* [Selected passage]
☆ ☆ ☆ ☆ ☆ ☆ ☆

The methodology we use is best described by Ben (and he's done so a couple of times), but I'll try to paraphrase. Basically, we're looking for elements that predict higher rather than lower rankings. The low correlation of keywords in title elements would thus be because pages that use the keyword in the title don't have a strong tendency to outrank those that don't when we look at the top 20 or 50 results. Certainly, because many of those pages do this already (you can see those numbers we made in the follow-up post from the SMX Advanced presentation about prominence of elements in Google and Bing), that's going to mean we need to control for these elements and similarities to get good data.
As far as critiquiing the tool before using it or trying to apply, I think your points about being intellectually rigorous and careful about assumptions would directly contradict your conclusions (since it doesn't sound like you've put in the work to have good data about it). I agree with the concept of being skeptical, but does it not strike you as premature to make those assessments? If you said "I tried the methodology of analysis and improving scores on a few dozen or hundred pages, but saw no discernible results," I'd be much more empathetic of your points about the tool/process's irrelevance.
Rand, you keep referencing your presentation and methodology at SMX Advanced as if, at least to my take, as if I somehow signed off on what you presented as being factual, correct, well researched and approved.

☆ ☆ ☆ ☆ ☆ ☆ ☆

[Boundary labeling rows]
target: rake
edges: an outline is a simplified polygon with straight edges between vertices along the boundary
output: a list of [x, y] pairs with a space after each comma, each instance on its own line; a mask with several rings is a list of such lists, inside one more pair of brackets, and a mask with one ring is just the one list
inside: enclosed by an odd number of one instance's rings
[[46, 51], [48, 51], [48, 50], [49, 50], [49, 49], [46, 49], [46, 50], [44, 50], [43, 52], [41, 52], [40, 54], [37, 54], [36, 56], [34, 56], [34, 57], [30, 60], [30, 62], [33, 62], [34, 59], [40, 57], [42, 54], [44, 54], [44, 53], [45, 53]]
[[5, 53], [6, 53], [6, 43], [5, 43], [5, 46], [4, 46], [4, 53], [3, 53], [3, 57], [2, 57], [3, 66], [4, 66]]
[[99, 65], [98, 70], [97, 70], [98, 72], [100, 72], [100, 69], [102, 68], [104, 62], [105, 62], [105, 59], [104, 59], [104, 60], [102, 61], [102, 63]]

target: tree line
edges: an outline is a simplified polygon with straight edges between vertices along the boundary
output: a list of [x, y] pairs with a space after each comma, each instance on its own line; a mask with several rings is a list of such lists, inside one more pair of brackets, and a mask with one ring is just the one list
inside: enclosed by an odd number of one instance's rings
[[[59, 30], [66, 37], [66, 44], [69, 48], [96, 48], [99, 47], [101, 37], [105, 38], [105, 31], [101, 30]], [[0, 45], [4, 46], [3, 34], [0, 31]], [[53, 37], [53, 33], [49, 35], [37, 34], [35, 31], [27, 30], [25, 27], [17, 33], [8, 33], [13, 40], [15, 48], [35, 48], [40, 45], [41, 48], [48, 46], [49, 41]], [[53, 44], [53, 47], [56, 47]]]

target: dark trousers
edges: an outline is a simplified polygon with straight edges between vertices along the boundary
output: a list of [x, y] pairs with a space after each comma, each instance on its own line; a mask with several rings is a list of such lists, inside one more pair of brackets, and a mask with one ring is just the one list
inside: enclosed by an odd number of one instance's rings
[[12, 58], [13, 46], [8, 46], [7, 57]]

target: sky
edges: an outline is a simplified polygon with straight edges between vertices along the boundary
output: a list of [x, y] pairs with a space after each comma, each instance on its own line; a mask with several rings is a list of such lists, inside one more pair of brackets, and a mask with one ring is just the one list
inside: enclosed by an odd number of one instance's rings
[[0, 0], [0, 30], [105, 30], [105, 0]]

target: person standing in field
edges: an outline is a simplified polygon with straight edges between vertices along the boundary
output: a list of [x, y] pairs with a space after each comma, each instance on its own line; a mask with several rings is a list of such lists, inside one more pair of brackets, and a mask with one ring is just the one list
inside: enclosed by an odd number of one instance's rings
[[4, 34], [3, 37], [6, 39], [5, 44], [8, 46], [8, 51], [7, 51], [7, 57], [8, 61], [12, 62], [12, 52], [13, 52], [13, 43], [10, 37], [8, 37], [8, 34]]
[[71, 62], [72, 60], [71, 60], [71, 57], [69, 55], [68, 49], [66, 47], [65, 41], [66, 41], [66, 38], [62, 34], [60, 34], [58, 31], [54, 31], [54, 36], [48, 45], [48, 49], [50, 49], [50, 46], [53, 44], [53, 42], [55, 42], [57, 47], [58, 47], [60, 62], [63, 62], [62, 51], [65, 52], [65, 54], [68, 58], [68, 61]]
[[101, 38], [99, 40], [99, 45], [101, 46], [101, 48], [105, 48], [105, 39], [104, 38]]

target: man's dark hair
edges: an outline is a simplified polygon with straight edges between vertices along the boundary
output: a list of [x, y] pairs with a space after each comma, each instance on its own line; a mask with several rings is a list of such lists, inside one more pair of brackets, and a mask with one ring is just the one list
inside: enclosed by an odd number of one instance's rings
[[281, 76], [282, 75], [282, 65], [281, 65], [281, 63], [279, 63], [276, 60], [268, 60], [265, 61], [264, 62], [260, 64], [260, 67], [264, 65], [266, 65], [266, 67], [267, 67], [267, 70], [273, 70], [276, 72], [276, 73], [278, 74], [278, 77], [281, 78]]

☆ ☆ ☆ ☆ ☆ ☆ ☆

* [Your instructions]
Could you reproduce the whole forum exchange about ranking methodology word for word?

* [Response for this exercise]
The methodology we use is best described by Ben (and he's done so a couple of times), but I'll try to paraphrase. Basically, we're looking for elements that predict higher rather than lower rankings. The low correlation of keywords in title elements would thus be because pages that use the keyword in the title don't have a strong tendency to outrank those that don't when we look at the top 20 or 50 results. Certainly, because many of those pages do this already (you can see those numbers we made in the follow-up post from the SMX Advanced presentation about prominence of elements in Google and Bing), that's going to mean we need to control for these elements and similarities to get good data.
As far as critiquiing the tool before using it or trying to apply, I think your points about being intellectually rigorous and careful about assumptions would directly contradict your conclusions (since it doesn't sound like you've put in the work to have good data about it). I agree with the concept of being skeptical, but does it not strike you as premature to make those assessments? If you said "I tried the methodology of analysis and improving scores on a few dozen or hundred pages, but saw no discernible results," I'd be much more empathetic of your points about the tool/process's irrelevance.
Rand, you keep referencing your presentation and methodology at SMX Advanced as if, at least to my take, as if I somehow signed off on what you presented as being factual, correct, well researched and approved.